[Task prompt] Please quote exactly the lines below from the line containing "mark: tiger shoulder" to the line containing "mark: striped fur", both lines included, and nothing else.

[Dataset extract — start]

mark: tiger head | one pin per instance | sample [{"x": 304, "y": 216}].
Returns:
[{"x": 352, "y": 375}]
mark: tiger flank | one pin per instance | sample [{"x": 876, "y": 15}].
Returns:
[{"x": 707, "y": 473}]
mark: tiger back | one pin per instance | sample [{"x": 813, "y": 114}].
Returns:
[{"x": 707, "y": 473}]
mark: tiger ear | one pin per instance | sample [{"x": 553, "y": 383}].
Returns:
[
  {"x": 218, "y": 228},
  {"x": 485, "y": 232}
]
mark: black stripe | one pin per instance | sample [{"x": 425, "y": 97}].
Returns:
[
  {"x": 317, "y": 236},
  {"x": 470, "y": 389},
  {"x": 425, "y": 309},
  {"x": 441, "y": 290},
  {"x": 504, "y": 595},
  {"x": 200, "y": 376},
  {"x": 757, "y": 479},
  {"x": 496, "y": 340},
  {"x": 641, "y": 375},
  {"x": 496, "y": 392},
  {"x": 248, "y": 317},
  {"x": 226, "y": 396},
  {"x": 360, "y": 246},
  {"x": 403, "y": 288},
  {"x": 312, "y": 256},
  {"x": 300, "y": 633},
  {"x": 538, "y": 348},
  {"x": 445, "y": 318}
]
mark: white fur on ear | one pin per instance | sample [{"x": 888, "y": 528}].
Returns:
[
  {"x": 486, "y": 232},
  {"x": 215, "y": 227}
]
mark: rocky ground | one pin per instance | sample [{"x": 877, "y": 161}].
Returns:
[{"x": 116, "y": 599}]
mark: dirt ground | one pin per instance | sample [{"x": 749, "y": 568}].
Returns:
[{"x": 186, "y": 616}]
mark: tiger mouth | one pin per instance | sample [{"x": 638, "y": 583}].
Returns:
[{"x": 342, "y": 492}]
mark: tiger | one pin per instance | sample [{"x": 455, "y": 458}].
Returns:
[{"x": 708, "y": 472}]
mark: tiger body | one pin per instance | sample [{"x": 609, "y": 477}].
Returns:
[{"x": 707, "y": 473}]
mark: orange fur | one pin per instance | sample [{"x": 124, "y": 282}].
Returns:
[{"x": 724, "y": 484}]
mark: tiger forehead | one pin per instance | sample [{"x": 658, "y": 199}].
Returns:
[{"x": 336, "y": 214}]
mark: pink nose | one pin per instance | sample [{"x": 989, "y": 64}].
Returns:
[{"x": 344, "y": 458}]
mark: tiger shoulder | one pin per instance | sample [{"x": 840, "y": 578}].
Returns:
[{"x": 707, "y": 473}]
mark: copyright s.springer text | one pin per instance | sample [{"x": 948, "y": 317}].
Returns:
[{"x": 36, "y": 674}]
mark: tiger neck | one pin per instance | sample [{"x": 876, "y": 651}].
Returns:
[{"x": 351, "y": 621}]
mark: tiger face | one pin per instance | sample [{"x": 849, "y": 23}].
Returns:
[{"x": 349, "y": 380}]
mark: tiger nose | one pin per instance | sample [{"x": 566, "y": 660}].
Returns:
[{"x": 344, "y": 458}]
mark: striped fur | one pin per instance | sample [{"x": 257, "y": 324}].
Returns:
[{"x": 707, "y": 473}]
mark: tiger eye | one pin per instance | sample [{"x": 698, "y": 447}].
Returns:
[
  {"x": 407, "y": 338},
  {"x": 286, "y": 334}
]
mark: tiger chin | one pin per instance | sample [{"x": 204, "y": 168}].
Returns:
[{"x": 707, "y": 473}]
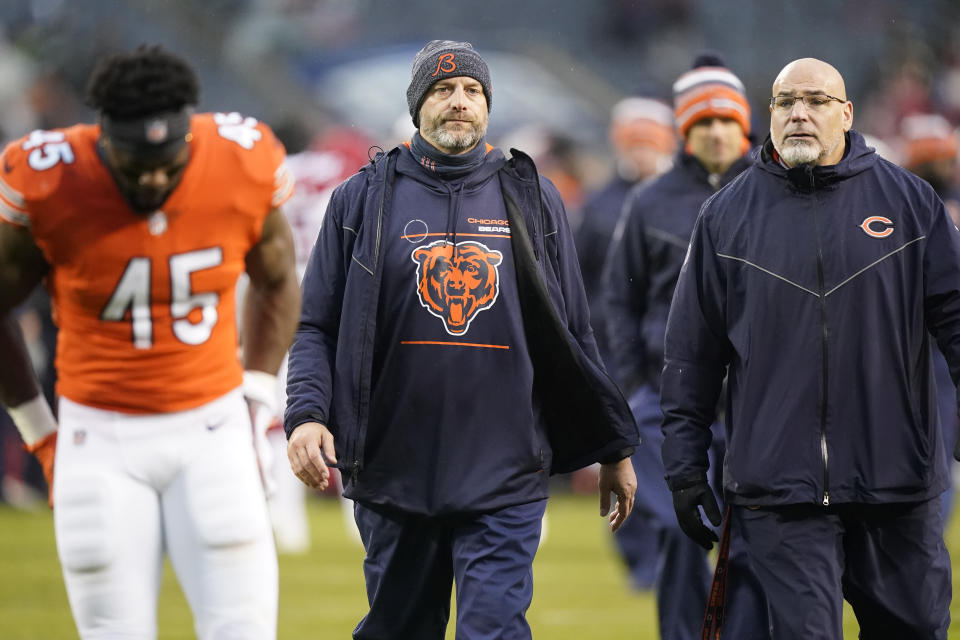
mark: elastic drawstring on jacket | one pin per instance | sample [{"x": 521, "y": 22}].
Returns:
[{"x": 453, "y": 211}]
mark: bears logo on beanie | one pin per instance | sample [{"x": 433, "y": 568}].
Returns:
[
  {"x": 440, "y": 59},
  {"x": 709, "y": 90}
]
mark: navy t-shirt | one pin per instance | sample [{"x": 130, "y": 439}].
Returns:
[{"x": 453, "y": 424}]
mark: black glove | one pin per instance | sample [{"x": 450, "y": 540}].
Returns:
[{"x": 686, "y": 503}]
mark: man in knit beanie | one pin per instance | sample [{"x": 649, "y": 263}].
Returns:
[
  {"x": 446, "y": 365},
  {"x": 643, "y": 263}
]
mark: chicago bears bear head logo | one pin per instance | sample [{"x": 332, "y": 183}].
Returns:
[{"x": 455, "y": 282}]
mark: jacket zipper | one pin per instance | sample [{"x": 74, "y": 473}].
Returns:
[
  {"x": 363, "y": 349},
  {"x": 825, "y": 334}
]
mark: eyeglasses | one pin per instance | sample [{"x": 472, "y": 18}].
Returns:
[{"x": 812, "y": 101}]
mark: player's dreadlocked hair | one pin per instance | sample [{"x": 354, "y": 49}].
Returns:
[{"x": 143, "y": 82}]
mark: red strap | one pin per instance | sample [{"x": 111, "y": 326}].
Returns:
[{"x": 713, "y": 618}]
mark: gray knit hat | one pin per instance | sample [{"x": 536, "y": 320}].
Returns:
[{"x": 441, "y": 59}]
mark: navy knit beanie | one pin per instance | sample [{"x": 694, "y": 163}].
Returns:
[{"x": 441, "y": 59}]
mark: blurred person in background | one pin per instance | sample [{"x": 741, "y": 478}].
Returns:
[
  {"x": 141, "y": 225},
  {"x": 713, "y": 118},
  {"x": 929, "y": 150},
  {"x": 318, "y": 166},
  {"x": 445, "y": 363},
  {"x": 643, "y": 141},
  {"x": 812, "y": 285}
]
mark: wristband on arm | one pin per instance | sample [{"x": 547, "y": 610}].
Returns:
[{"x": 34, "y": 420}]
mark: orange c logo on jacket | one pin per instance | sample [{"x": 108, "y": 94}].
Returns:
[
  {"x": 877, "y": 226},
  {"x": 445, "y": 63},
  {"x": 455, "y": 282}
]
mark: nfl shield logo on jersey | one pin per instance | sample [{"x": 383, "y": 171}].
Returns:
[
  {"x": 156, "y": 131},
  {"x": 157, "y": 223}
]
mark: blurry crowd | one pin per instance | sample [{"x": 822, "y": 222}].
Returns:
[{"x": 909, "y": 107}]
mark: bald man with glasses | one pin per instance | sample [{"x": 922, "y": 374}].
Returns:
[{"x": 815, "y": 282}]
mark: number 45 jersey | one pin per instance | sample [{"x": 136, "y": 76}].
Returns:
[{"x": 145, "y": 302}]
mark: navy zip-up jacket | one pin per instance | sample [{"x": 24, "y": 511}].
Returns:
[
  {"x": 331, "y": 361},
  {"x": 816, "y": 290},
  {"x": 643, "y": 265}
]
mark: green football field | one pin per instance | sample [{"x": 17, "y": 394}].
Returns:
[{"x": 580, "y": 588}]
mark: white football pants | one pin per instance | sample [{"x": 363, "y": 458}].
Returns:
[{"x": 127, "y": 488}]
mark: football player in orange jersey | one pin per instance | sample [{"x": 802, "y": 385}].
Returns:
[{"x": 141, "y": 225}]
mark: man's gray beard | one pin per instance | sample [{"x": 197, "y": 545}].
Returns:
[
  {"x": 454, "y": 142},
  {"x": 803, "y": 153}
]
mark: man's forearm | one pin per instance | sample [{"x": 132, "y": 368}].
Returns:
[
  {"x": 18, "y": 383},
  {"x": 270, "y": 315}
]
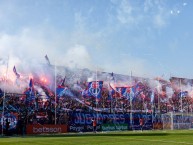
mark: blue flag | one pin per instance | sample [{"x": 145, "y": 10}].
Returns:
[
  {"x": 95, "y": 89},
  {"x": 15, "y": 72},
  {"x": 152, "y": 96}
]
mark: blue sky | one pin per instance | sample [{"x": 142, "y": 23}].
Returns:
[{"x": 148, "y": 37}]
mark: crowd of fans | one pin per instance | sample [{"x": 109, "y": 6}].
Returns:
[{"x": 58, "y": 109}]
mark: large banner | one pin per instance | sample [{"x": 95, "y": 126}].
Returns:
[
  {"x": 86, "y": 118},
  {"x": 46, "y": 129},
  {"x": 114, "y": 127},
  {"x": 82, "y": 128},
  {"x": 82, "y": 122}
]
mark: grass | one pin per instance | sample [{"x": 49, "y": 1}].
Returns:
[{"x": 110, "y": 138}]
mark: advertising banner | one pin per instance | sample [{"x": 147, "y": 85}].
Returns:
[
  {"x": 114, "y": 127},
  {"x": 46, "y": 129},
  {"x": 82, "y": 128}
]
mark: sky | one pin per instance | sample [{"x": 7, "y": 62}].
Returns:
[{"x": 149, "y": 38}]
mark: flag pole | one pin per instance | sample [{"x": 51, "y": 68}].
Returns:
[
  {"x": 96, "y": 96},
  {"x": 131, "y": 107},
  {"x": 3, "y": 110},
  {"x": 55, "y": 93}
]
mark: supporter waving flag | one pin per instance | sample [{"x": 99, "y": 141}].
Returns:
[
  {"x": 111, "y": 90},
  {"x": 15, "y": 72},
  {"x": 95, "y": 89}
]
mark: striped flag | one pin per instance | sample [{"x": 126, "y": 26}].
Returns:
[
  {"x": 47, "y": 59},
  {"x": 15, "y": 72}
]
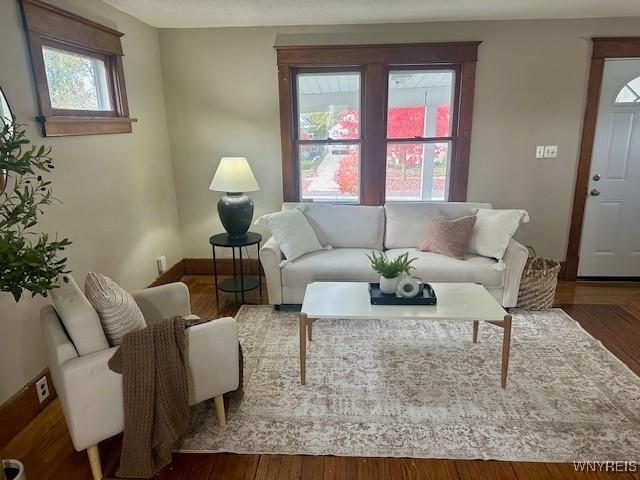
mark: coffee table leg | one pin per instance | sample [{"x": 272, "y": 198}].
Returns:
[
  {"x": 303, "y": 348},
  {"x": 506, "y": 343}
]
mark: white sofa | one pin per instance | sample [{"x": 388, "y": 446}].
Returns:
[{"x": 398, "y": 227}]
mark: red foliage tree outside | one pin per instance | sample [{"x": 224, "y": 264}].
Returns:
[{"x": 402, "y": 122}]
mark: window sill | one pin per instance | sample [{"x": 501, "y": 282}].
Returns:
[{"x": 59, "y": 126}]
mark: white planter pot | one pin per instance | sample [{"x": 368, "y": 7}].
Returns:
[
  {"x": 389, "y": 285},
  {"x": 13, "y": 466}
]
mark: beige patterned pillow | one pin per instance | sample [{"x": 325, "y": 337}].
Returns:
[
  {"x": 118, "y": 311},
  {"x": 449, "y": 236}
]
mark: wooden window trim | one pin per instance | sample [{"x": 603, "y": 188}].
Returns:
[
  {"x": 603, "y": 48},
  {"x": 374, "y": 62},
  {"x": 47, "y": 25}
]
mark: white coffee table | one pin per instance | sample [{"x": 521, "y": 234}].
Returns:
[{"x": 467, "y": 302}]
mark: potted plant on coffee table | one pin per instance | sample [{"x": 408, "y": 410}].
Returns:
[{"x": 390, "y": 271}]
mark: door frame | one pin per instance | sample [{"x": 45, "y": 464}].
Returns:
[{"x": 603, "y": 48}]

[Dataset extract — finish]

[Solution to the exercise]
mark: tiger shoulder | one pin per instance | sample [{"x": 840, "y": 578}].
Returns:
[{"x": 707, "y": 473}]
mark: copyright s.springer text | one pin per instance | sample [{"x": 948, "y": 317}].
Returns:
[{"x": 36, "y": 674}]
mark: tiger neck | one pin per instance | sample [{"x": 876, "y": 651}].
Returns:
[{"x": 351, "y": 621}]
mark: tiger face | one pin per instance | sample [{"x": 849, "y": 23}].
Returns:
[{"x": 349, "y": 380}]
mark: tiger nose | one pin per instance | sample [{"x": 566, "y": 660}].
Returns:
[{"x": 344, "y": 458}]
mark: striped fur | one pin per instance | sample [{"x": 257, "y": 324}].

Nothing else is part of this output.